◆ **Written exercise**
From the piece on praying the Psalms below, reproduce the passage that begins at the words "You may have" and ends after "gulping a soda.".

We all know that prayer is an essential practice of the Christian life. We also know that it doesn't necessarily come naturally. Learning to pray takes time and effort and discipline, and for many Christians it becomes a source of shame that they have not been more concerted and regular in the practice of prayer.

Take heart: even when you and I fail to pray, our Lord Jesus is alive and continues to make intercession for us (Hebrews 7.25). The Holy Spirit "intercedes for us with groanings too deep for words" (Romans 8.26). So great is the gift of prayer, we receive its blessings even when we don't open it.

Fortunately, God has made provision for us in his Holy Scriptures to teach us how to pray.

The Psalms.

The Prayerbook of the Bible

Dietrich Bonhoeffer points out what a surprising thing it is that this prayerbook—which is what the Psalms is—should be included in the Bible. "The Holy Scripture is the Word of God to us," he writes in his little book  on the Psalms. "But prayers are the words of men. How do prayers then get into the Bible?"

Think about how children learn to talk. It is through others, principally their parents, speaking to them. Then, children learn the speech of their mothers and fathers; by being spoken to they learn how to speak for themselves.

This is like what we have in the Psalms: our Heavenly Father speaks to us, modeling for us how we are to speak to Him. Bonhoeffer writes, "Repeating God's own words after him, we begin to pray to him."

You may have already sensed this about the Psalms intuitively. I want to encourage you to practice this intentionally.

The Psalm-Praying Challenge

I challenge you to devote the month of June to a deep reading of the Psalms.  Here is a Psalm calendar for reading the whole book across 30 days (I've taken it from the excellent Treasury of Daily Prayer from CPH).

Let me offer a few more practical tips:

    •    Consider splitting the Psalms up between evening and morning (the calendar easily lends them to this kind of organization). This is a great bracket to your day.

    •    Don't rush your reading; even a leisurely pace for the day's allotted portion won't take more than 15 minutes or so. Think of it as sucking on a lozenge, not gulping a soda.

    •    Begin with a brief prayer for illumination. A verse from the Psalms is of course appropriate; I recommend Psalm 119.18: "Open my eyes, that I may behold wondrous things out of your law!"

    •    Don't stress out if you miss a day or two—it happens. Just pick up at the current day ("make up work" isn't necessary) and continue on. 

    •    Conclude your reading with a few moments of "reflective" prayer, reflecting back to God what you have heard and prayed in his Word.

There are no silver bullets or short cuts in these matters.

The paradox of prayer is that it's undeniably simple—as simple as resting in the arms of Abba—but it's also unutterably profound—a discipline that calls for a life's work of learning.

◆ **Provided material**
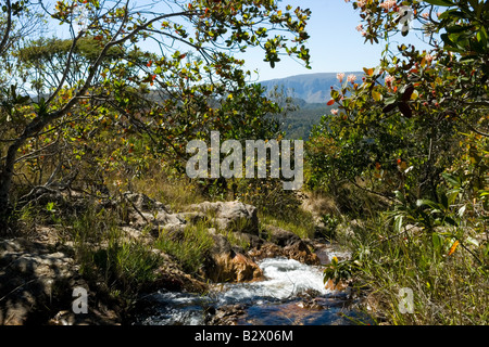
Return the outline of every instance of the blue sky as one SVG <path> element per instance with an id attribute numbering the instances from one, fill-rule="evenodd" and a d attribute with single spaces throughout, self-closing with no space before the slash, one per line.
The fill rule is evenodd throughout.
<path id="1" fill-rule="evenodd" d="M 358 72 L 363 67 L 378 65 L 385 42 L 364 43 L 364 38 L 355 27 L 361 23 L 359 11 L 353 10 L 344 0 L 279 0 L 281 5 L 292 5 L 293 9 L 311 9 L 312 14 L 306 30 L 311 38 L 306 46 L 311 53 L 311 69 L 289 56 L 272 68 L 263 62 L 264 52 L 251 49 L 249 52 L 237 55 L 244 59 L 246 68 L 258 74 L 252 75 L 253 81 L 283 78 L 301 74 Z M 149 3 L 149 0 L 139 0 L 139 3 Z M 67 33 L 64 33 L 67 34 Z M 419 40 L 410 33 L 408 40 Z M 400 36 L 399 36 L 400 37 Z M 402 38 L 402 37 L 400 37 Z"/>
<path id="2" fill-rule="evenodd" d="M 344 0 L 283 0 L 292 8 L 311 9 L 311 20 L 306 30 L 311 38 L 308 47 L 311 50 L 311 67 L 308 69 L 288 56 L 271 68 L 263 62 L 263 54 L 252 51 L 243 54 L 246 67 L 259 70 L 258 80 L 283 78 L 301 74 L 358 72 L 363 67 L 377 66 L 385 49 L 385 42 L 364 43 L 364 38 L 355 27 L 360 24 L 360 13 Z M 416 41 L 413 35 L 408 37 Z M 416 44 L 417 47 L 418 44 Z"/>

◆ **Finished exercise**
You may have already sensed this about the Psalms intuitively. I want to encourage you to practice this intentionally.

The Psalm-Praying Challenge

I challenge you to devote the month of June to a deep reading of the Psalms.  Here is a Psalm calendar for reading the whole book across 30 days (I've taken it from the excellent Treasury of Daily Prayer from CPH).

Let me offer a few more practical tips:

    •    Consider splitting the Psalms up between evening and morning (the calendar easily lends them to this kind of organization). This is a great bracket to your day.

    •    Don't rush your reading; even a leisurely pace for the day's allotted portion won't take more than 15 minutes or so. Think of it as sucking on a lozenge, not gulping a soda.